◆ Written task ◆
Copy, with no changes, the lines that begin at the one containing "Find the distant" and end at the one containing "14 482 L 30", both of those included.

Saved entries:
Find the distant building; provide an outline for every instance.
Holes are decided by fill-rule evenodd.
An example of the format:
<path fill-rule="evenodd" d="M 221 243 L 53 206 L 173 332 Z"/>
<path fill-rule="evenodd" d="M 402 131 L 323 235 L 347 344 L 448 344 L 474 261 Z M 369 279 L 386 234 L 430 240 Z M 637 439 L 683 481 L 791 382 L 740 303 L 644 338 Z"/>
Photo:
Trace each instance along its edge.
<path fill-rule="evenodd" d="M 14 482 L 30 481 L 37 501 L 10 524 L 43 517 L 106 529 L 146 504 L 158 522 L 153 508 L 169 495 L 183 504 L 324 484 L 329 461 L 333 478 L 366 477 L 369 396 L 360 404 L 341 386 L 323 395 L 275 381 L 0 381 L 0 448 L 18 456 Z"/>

==

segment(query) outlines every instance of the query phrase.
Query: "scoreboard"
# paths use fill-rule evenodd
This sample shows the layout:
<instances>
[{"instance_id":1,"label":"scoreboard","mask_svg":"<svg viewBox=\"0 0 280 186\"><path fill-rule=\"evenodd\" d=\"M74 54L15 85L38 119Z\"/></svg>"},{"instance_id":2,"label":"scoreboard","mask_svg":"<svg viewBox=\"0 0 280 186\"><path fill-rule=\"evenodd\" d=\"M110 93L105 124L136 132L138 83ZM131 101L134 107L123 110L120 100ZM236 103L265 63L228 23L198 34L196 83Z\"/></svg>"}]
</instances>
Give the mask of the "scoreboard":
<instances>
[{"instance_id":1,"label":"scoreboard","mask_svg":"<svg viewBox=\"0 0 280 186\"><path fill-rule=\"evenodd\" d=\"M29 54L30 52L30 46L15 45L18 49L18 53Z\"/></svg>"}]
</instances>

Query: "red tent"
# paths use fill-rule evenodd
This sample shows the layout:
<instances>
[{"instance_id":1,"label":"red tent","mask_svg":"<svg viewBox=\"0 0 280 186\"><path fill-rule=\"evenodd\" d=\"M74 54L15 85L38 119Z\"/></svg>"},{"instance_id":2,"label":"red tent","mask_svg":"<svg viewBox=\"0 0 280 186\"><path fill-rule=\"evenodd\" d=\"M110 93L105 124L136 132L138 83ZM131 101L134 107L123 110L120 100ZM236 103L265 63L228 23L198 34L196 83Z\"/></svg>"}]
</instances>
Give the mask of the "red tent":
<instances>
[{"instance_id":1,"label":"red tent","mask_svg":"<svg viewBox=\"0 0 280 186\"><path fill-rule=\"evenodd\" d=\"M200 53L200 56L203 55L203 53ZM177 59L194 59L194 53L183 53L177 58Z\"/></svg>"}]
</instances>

◆ Exercise output ◆
Find the distant building; provide an outline for every instance.
Holes are decided by fill-rule evenodd.
An example of the format:
<path fill-rule="evenodd" d="M 221 243 L 53 206 L 173 332 Z"/>
<path fill-rule="evenodd" d="M 402 131 L 323 235 L 347 344 L 448 344 L 474 261 Z M 369 279 L 386 234 L 430 240 Z M 637 439 L 683 481 L 791 382 L 740 303 L 644 338 Z"/>
Photo:
Trace each instance along its edge.
<path fill-rule="evenodd" d="M 14 482 L 30 481 L 37 501 L 10 524 L 43 517 L 106 529 L 146 504 L 158 522 L 153 508 L 169 495 L 183 504 L 324 484 L 329 461 L 333 478 L 366 477 L 369 396 L 360 404 L 341 386 L 323 395 L 275 381 L 0 381 L 0 448 L 18 456 Z"/>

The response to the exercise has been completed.